▸ **Passage provided**:
★ ★ ★ ★ ★
Some "Bad" John Waynes On DVD --- Part 2
Jet Pilot’s a handy receptacle for critical derision --- the butt of a hundred old movie jokes, forever tied to a whipping post along with The Conqueror. It’s pure reflex that cites these as John Wayne’s all-time worst. For years, they were impossible to see. During Howard Hughes’ lifetime, he kept them out of circulation. A few prints of Jet Pilot traveled among collectors, but it would be well into the eighties before either would see daylight on TV or video. Having it available on DVD may not rehabilitate its tarnished reputation, but at least we can enjoy what is at times a visually stunning show, featuring one of the most breathtaking glamour turns this tired old viewer has ever seen. Jet Pilot was meant to be the next Hell’s Angels. Howard Hughes wanted to go the old picture one better by staging bigger and better dogfights with jets instead of bi-planes. He started in 1949, and obsessed over it for the next eight years. By the time Universal released Jet Pilot in September 1957, it was an old movie, with older airplanes. Even the biggest campaign in U-I’s history couldn’t save this one from critical drubbing and disastrous word-of-mouth. In the end, Hughes took back the negative and spent most of the next two decades watching it by himself on a tabletop projector. It ended up being the most expensive home movie ever made.
Robert Mitchum was originally set for the lead in Jet Pilot. Wayne stepped in after signing a multi-picture deal with Hughes. They were chums off-screen. Howard wanted to be Duke, and Wayne couldn’t help being impressed by a man so powerful he could seemingly make clocks stop at will. Shooting began on Halloween 1949 under the direction of cast-off tyro director Josef Von Sternberg, whose comeback was breathlessly reported by lifelong acolyte Herman G. Weinberg in The New York Times. My films were protests against other films at the time, said the master craftsman after eight years in cinematic Siberia, and worship-the-ground-he-walked-on Weinberg was tactful enough to data re Joe's on-set tyranny and abuses --- but even this Bligh with a megaphone was no match for Hughes’ controlling ways. Sternberg (shown here with Janet Leigh and on the crane directing a dance sequence) wasn’t involved with the flying shots in any case. Multiple second units shot those at fourteen air bases from Alaska to Florida. Sixteen initial months were spent on aerial stuff, and there is reason to believe Hughes continued gathering jet footage beyond even that. MGM head Dore Schary had loaned Janet Leigh to co-star, but he never dreamed this project would drag so far into a next decade. Schary would later recall Hughes’ request for further services --- seems he wanted retakes on Jet Pilot --- three years after principal photography had ended. I have had my bellyfull, said Hughes to Schary shortly before the show was finally released, and indeed this would be his final project before the cameras.
★ ★ ★ ★ ★
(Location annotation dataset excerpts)
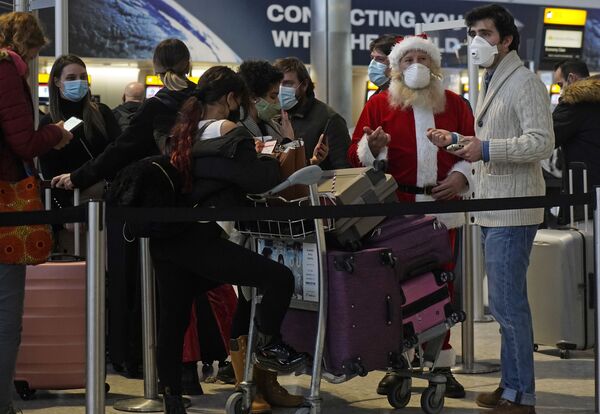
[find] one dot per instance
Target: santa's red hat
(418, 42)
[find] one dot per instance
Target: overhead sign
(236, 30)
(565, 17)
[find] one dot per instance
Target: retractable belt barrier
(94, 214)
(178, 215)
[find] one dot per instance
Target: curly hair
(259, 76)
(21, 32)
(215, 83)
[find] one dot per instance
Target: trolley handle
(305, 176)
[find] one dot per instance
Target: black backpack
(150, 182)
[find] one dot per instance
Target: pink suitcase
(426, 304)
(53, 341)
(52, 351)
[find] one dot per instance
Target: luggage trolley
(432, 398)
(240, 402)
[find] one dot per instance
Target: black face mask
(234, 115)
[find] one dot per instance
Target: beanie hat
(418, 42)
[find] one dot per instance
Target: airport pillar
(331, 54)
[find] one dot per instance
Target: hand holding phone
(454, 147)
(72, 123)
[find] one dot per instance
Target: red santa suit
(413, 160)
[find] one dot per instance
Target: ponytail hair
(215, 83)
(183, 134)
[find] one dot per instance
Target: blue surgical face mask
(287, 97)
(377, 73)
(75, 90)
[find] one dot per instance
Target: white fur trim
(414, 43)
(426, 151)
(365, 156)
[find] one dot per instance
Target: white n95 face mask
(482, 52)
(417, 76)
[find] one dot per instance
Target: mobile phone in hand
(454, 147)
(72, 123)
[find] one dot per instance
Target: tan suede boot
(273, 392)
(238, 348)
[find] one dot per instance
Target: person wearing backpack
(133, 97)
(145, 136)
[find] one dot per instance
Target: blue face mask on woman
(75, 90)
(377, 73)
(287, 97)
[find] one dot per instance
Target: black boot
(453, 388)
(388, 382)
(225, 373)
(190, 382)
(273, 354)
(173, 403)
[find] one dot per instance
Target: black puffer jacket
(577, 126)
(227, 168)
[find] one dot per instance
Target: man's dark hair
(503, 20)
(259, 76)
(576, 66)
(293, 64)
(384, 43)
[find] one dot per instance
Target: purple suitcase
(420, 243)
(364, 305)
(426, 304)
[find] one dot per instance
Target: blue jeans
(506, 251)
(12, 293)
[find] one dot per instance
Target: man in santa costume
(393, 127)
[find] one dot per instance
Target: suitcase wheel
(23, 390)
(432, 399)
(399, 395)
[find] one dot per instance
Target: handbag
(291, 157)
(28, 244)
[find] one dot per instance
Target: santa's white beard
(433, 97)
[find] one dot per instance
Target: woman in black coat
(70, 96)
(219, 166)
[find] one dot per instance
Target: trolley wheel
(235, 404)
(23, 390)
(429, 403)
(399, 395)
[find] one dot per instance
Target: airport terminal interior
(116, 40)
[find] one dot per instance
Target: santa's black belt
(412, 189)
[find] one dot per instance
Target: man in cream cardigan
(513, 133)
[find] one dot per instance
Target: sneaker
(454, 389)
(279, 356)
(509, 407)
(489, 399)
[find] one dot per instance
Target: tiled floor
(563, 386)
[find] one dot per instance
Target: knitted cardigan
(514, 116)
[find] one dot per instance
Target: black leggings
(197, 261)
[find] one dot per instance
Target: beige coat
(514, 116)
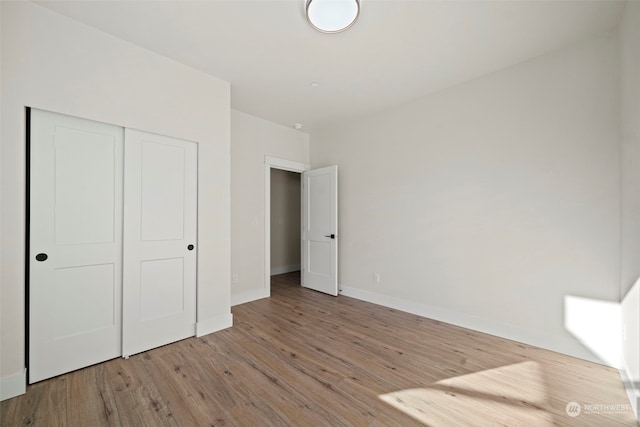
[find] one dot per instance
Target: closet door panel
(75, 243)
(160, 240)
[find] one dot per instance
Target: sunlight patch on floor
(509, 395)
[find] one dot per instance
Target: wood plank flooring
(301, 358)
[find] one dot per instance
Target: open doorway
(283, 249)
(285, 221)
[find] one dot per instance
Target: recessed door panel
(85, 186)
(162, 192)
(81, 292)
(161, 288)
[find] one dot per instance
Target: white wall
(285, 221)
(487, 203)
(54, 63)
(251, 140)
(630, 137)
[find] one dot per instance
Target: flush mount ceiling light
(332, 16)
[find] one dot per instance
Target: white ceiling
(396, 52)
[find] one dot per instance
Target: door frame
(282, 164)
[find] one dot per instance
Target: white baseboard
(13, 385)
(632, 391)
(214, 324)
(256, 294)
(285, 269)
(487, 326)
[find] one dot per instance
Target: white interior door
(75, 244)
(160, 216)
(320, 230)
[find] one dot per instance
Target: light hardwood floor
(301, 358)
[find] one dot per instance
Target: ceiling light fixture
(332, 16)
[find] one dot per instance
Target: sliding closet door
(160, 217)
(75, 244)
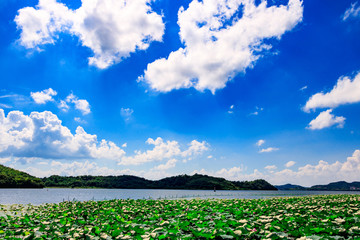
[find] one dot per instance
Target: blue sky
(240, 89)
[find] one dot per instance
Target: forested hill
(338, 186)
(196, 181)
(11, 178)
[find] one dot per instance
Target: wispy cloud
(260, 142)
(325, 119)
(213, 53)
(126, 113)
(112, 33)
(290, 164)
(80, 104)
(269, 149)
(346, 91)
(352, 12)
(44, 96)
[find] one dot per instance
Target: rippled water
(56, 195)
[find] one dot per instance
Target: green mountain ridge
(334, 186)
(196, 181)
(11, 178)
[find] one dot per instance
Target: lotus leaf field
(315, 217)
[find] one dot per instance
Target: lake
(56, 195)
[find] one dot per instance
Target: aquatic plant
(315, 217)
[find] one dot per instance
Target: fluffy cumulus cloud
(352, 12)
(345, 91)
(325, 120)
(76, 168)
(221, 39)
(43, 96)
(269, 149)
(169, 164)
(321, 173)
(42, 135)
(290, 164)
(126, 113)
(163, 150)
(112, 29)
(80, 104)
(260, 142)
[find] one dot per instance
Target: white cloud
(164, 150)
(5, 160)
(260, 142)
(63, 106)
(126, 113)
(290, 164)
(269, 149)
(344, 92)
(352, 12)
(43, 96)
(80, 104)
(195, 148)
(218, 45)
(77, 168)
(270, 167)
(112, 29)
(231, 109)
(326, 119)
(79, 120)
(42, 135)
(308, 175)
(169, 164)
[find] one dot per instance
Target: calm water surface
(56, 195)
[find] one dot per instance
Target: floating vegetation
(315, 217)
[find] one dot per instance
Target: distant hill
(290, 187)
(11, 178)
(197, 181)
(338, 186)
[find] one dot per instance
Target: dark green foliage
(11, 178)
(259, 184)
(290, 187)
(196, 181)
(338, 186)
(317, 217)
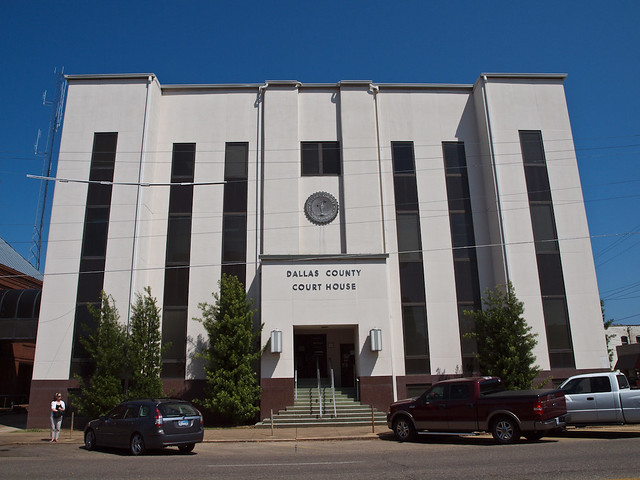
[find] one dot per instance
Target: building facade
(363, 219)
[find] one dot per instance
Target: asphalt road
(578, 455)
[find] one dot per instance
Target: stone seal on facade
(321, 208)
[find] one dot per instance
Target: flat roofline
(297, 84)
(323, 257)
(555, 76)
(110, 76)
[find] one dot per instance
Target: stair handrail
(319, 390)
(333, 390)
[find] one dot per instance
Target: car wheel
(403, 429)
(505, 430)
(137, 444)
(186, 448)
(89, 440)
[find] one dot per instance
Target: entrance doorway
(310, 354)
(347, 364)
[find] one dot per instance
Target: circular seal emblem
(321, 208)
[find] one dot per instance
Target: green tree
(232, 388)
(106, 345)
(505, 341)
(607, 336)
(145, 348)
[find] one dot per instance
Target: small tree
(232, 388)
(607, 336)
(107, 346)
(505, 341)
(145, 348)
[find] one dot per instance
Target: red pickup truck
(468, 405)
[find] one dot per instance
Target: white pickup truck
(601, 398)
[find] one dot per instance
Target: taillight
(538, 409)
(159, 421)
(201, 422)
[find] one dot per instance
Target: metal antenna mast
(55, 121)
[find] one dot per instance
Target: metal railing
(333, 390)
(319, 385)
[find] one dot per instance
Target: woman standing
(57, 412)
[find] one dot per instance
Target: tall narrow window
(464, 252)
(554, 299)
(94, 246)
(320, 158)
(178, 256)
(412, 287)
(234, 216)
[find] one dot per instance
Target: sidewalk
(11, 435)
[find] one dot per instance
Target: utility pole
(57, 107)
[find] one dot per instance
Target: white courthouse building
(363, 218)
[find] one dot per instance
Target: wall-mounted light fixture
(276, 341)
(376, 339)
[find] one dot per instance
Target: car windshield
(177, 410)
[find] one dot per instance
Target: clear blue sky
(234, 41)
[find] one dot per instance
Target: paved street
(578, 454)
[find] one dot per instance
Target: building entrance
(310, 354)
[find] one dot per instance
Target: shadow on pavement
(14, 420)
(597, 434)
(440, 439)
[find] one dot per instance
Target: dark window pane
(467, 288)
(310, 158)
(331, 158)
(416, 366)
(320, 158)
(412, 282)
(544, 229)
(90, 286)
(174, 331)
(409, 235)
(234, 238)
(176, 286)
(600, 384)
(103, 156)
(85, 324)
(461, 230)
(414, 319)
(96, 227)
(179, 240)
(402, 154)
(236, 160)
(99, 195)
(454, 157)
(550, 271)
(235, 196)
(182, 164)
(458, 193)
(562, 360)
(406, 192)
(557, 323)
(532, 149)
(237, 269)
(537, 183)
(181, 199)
★ ★ ★ ★ ★
▸ **What is being asked**: Resume the piece on the film Jet Pilot and its long production, starting right after its final sentence.

▸ **Response**:
Anyone else would have wanted Jet Pilot wrapped A.S.A.P., seeing as how the jet fad couldn’t last forever, but Hughes dawdled while Chain Lightning, Breaking The Sound Barrier, and other supersonics took to skies. Despite his occasional updating of the flight footage (which, of course, no one had seen), similar projects flew away with Jet Pilot’s potential audience. Press releases and gossip continued to appear as the fifties wore on, but Hughes wouldn’t let it go. Sternberg had long since been let go --- Wayne oft expressed a desire to "kill the sonofabitch." --- pinch-hit directors Nicholas Ray and Jules Furthman (who’d also been associate producer and writer) were brought aboard for the seemingly endless retakes. When Universal finally took custody (Hughes having sold RKO in the meantime), they wisely opted for saturation release with a whopping 400 prints opening day-and-date (the better to get patron’s money before a stench got out). Commenting on years of press coverage now in the morgues, Jet Pilot's pressbook openly inquired of showmen, How much of this penetration has been retained --- How much of it has faded with time? Harrison’s Reports said Universal was spending unprecedented dollars on a new campaign. I wonder how much of this Hughes footed. Critics were merciless, as expected, commenting on how "youthful" the two stars looked in a now ancient vehicle. Others observed that the planes were "obsolete and out of date" (as if they’d know the difference between a B-45 and a dill pickle). What may have wounded Hughes most were harsh comparisons between Jet Pilot and Paramount’s recent Strategic Air Command, which had the benefit of up-to-the-minute air technology and Vistavision in the bargain. Panoramic projection had become a must since bygone days when Jet Pilot was in production, but U-I solved that by going with ersatz wide prints that played havoc with Sternberg’s elegant compositions. Later 16mm prints and videos were full-frame as intended, but Universal’s new DVD goes back to 1.85. They could at least have offered it both ways.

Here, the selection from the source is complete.